**The problem**
Rewrite the records below with "integer pixel coordinates" replaced by "whole-number pixel coordinates" everywhere it occurs, keeping everything else the same.

**Provided entries**

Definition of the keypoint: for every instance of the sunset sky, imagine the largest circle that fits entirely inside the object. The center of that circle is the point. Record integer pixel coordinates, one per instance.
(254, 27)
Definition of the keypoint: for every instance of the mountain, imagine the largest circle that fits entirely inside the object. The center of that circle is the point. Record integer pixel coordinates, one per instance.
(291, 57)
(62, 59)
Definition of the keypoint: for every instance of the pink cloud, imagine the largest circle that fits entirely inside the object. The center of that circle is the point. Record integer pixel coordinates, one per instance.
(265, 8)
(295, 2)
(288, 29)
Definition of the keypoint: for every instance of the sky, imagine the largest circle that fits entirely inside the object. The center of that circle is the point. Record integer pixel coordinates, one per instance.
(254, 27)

**Task response**
Definition of the keypoint: for every instance of the sunset sky, imagine the largest circle that fits entirely inside the object. The center of that circle is the point. Record whole-number pixel coordinates, one per instance.
(254, 27)
Definition of the keypoint: for every instance of the mountain, imagine the largest circle that fits entirely inside the object. The center of that circle is the point. Record whole-number pixel coordinates, one per instance.
(291, 57)
(62, 59)
Definition of the keypoint: for every instance of the pink cloud, imagine the largest circle that fits entirely inside the object. The center of that circle is the point. Record whole-number pixel coordinates, one per instance.
(265, 8)
(295, 2)
(288, 29)
Definition of the keypoint: for every instance of the sky, imagine the largest circle that fits entirely inside the object. The center of that circle is the point. Record whole-number pixel coordinates, one per instance.
(254, 27)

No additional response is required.